▶ [What the exercise asks] Copy the entries below word for word, leaving out the pictures.

>> begin

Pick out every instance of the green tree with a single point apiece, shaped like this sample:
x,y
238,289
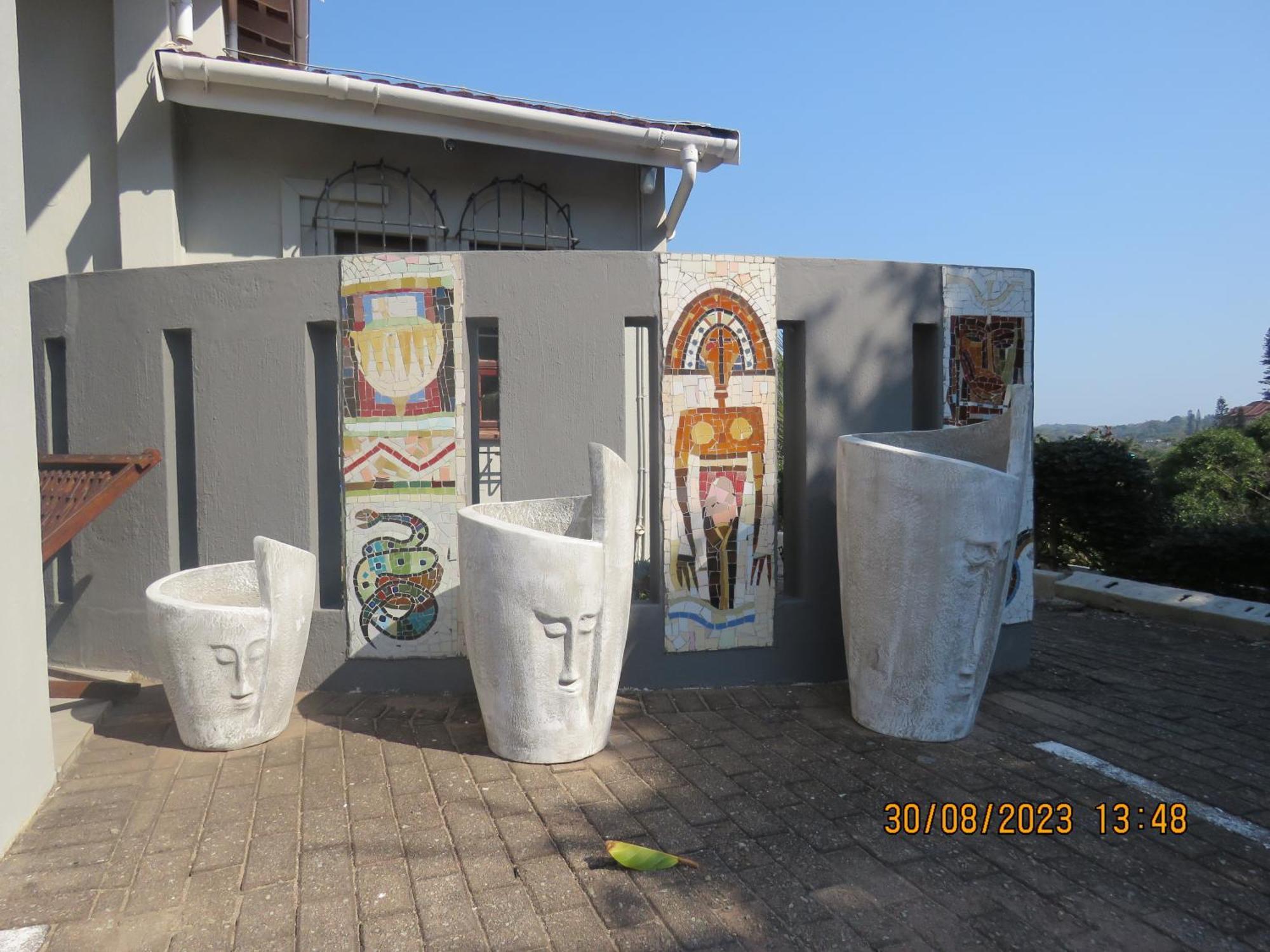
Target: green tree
x,y
1097,502
1260,433
1216,477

>> end

▶ [Completed exercise]
Pick out every instance of the green tree with a single point apiece, shaped like this sample:
x,y
238,289
Target: green tree
x,y
1097,502
1260,433
1216,477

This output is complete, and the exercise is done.